THINGS TO DO:
1. Reproduce the passage of the election-dispute text from "On 30 April" up to and including "to this Court.", word for word.
2. According to the election-dispute text, which provision of the Act did the first respondent decide to invoke in its letter of 3 April 2009?

SOURCE TEXT:
====
In view of the following considerations section 65 objection procedures may perhaps not provide the most appropriate vehicle for a proper investigation of alleged irregular conduct before, during and after the election or for the pursuit of the relief you are seeking:
(1) Section 65 prescribes extremely tight timelines and was probably intended to provide an informal and inexpensive procedure to challenge the announced result of an election. Lengthy formal investigations of contested factual allegations were perhaps not intended.
(2) You have indicated that you intended forwarding further information to the Commission as it becomes available. To date you have not furnished us with that information.
The Commission has, however, decided to proceed with the investigation of the incidents complained of by gathering information itself but by also taking cognisance of the results of the investigations carried out by others, e.g., The South African Police Service. After completion of our investigation we shall consider other legislative measures to deal with the matter.
To facilitate the further consideration of the complaints, the Commission requests that by not later than Wednesday, 18 March 2009, you lodge with my office -
(1) any further information you may wish to submit;
(2) evidence by way of affidavit to cover any aspects of your allegations not yet so covered; and
(3) a submission on how the alleged irregular conduct complained of had affected the number of votes cast for each of the candidates.
A copy of this letter will be sent to the Inkatha Freedom Party. That Party will be asked to lodge with me any submission they may wish to make, on or before Wednesday, 18 March 2009.
Yours sincerely.
HEAD: commissioner services
(Fax No: 012 428 5508)"
Second applicant indeed filed with the first respondent party forty affidavits on the 18 March 2009. These form part of the papers placed before this court and clearly allege assault, intimidation and even worse for the purpose of preventing them from voting. The vast majority of the deponents, in excess of thirty five, depose to having had the intention to cast their votes in favour of the Applicants. Those who did not declare their choice however confirm that the prevailing situation was tense and intimidating resulting in people either running away or being chased away from the voting stations before casting their votes.
Neither the fourth nor fifth respondents responded to the first respondent in regard to the allegations.
Further communication(s) in regard to the situation was addressed to the first respondent by the second appellant's representative enquiring about any progress and indicating that urgent resolution to the matter was sought and that the second respondent intended to join any proposed legal proceedings.
On the 3 April 2009, first respondent directed a letter to the second respondent indicating that a further report on the situation had become available, that the IFP had not made submissions and that it had decided to invoke section 77(1) of the Act in order to institute proceeding before an appropriate court.
There were further instances of communication between the first respondent and the representative of the second appellant until the 21 April 2009 when attorneys representing the second respondent sent a letter to the attorney representing the second appellant indicating that they were advising appropriate action to their client, (the first respondent)
On 30 April 2009 second appellant wrote to first respondent's legal representative again seeking information about progress in the matter especially in the light of the second appellant's "significant victory in ward 3 Imbabazane during the national election". The telephonic response was that no instruction had been forthcoming up till then.
On 5 May 2009, second appellant, through its legal representative, made a written demand of the first respondent for a decision in terms of section 65.
The second appellant contends that the failure of the first respondent to make a decision in terms of section 65(4) constituted a rejection of the objection.
An application for leave to appeal against the decision to reject the objection was granted by this Court.
Second appellant, first respondent and fourth respondent made written submission to this Court.
====
DATA SHOWN:
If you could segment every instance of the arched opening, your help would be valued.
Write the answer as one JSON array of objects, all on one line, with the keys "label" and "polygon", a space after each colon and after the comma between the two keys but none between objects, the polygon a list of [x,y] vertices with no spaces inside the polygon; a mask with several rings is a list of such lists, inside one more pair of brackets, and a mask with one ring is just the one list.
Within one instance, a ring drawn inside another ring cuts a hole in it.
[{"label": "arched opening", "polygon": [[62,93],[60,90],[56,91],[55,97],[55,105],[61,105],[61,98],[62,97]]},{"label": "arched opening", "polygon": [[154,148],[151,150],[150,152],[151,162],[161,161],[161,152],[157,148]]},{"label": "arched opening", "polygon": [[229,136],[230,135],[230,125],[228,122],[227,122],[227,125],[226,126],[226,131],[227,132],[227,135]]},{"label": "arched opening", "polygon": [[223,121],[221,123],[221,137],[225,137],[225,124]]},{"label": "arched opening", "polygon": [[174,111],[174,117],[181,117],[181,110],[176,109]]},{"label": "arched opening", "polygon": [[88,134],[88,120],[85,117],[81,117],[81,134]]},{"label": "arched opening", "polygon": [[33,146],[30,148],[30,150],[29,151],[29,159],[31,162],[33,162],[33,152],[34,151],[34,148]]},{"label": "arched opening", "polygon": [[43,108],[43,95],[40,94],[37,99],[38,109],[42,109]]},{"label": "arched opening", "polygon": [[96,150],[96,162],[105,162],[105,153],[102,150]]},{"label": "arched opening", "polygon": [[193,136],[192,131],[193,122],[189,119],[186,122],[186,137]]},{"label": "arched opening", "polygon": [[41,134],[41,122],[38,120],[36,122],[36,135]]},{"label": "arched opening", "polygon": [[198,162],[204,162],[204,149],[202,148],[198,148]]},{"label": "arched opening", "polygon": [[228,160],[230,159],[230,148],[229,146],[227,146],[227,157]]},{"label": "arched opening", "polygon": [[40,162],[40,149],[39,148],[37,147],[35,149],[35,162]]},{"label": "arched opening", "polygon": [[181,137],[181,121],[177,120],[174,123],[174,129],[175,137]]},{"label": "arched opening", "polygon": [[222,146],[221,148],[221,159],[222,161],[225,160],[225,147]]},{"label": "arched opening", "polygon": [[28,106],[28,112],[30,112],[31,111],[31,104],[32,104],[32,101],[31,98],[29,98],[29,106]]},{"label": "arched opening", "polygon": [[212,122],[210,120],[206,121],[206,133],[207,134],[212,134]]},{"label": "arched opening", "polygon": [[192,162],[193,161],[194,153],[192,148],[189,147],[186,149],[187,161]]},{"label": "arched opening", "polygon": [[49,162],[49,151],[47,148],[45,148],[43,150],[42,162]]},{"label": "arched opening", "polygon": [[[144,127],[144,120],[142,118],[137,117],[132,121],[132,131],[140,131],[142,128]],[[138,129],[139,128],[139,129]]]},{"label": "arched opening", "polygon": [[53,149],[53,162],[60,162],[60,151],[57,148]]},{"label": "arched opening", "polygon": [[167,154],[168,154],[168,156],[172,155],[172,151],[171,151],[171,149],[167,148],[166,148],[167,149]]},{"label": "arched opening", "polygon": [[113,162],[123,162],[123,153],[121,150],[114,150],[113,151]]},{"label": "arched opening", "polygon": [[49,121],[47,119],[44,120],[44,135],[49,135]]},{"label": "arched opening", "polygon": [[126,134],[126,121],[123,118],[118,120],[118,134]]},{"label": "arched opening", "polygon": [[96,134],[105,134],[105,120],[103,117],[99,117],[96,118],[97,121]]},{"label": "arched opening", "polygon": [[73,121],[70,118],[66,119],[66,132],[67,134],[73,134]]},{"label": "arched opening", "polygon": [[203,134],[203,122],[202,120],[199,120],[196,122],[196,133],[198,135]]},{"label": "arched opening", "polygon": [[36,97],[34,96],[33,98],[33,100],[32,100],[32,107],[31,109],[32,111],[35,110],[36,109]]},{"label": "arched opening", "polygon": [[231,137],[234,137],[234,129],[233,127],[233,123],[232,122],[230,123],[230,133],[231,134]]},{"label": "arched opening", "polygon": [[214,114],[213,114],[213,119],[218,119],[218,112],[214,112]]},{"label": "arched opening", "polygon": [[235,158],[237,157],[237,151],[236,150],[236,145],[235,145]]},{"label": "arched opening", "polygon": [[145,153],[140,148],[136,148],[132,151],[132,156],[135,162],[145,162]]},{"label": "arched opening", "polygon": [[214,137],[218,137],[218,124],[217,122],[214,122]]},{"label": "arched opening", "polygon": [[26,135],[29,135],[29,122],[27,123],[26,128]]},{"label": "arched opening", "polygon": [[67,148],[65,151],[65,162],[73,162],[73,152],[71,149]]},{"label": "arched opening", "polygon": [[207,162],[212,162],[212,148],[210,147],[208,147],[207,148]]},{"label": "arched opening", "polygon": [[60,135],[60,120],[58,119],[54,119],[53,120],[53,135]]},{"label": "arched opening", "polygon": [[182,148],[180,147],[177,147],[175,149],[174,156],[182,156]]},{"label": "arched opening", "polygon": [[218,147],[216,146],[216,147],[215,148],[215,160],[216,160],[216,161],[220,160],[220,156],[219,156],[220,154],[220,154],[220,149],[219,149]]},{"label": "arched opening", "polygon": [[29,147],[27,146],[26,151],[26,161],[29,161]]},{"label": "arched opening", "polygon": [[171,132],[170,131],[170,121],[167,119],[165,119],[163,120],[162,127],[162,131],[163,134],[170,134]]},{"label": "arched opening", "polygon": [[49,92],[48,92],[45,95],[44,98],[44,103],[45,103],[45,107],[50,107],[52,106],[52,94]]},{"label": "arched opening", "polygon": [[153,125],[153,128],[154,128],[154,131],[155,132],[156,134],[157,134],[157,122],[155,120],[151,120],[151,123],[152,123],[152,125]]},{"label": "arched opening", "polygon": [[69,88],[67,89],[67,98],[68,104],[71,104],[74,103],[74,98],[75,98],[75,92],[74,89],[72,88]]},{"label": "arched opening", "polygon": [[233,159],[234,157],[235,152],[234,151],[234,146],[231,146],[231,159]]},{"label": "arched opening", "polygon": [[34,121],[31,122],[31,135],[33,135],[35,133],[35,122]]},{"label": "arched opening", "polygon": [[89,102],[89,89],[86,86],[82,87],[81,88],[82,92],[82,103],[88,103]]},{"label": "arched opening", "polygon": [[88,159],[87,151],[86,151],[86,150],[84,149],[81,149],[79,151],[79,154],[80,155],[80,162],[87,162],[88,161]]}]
====
TASK RESULTS:
1.
On 30 April 2009 second appellant wrote to first respondent's legal representative again seeking information about progress in the matter especially in the light of the second appellant's "significant victory in ward 3 Imbabazane during the national election". The telephonic response was that no instruction had been forthcoming up till then.
On 5 May 2009, second appellant, through its legal representative, made a written demand of the first respondent for a decision in terms of section 65.
The second appellant contends that the failure of the first respondent to make a decision in terms of section 65(4) constituted a rejection of the objection.
An application for leave to appeal against the decision to reject the objection was granted by this Court.
Second appellant, first respondent and fourth respondent made written submission to this Court.

2. Section 77(1)